Copy every line from the data below in which the string "flipper" can be found.

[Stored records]
============
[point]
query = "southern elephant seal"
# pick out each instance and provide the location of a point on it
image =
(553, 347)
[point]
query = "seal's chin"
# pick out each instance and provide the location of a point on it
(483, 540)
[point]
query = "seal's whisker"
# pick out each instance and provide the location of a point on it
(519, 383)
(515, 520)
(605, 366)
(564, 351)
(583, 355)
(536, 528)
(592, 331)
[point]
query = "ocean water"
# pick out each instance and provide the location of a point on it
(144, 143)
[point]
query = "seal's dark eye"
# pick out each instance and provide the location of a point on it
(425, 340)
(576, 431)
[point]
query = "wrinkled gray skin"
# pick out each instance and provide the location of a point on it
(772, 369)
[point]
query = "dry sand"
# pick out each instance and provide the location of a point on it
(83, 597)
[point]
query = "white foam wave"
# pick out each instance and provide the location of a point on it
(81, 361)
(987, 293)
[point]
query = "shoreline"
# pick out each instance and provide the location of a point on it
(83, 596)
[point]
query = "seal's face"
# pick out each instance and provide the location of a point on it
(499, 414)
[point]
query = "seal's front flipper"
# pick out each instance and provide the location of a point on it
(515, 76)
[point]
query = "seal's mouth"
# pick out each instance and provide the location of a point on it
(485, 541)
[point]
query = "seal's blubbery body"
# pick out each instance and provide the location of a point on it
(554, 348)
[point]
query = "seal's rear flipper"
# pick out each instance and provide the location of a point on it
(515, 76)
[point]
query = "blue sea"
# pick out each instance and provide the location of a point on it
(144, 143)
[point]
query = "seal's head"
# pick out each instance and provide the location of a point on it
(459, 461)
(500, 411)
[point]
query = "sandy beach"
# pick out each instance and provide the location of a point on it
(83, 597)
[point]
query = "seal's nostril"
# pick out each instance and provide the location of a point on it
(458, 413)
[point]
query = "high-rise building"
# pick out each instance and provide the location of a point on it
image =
============
*Exercise solution:*
query = "seal's front flipper"
query = "seal's rear flipper"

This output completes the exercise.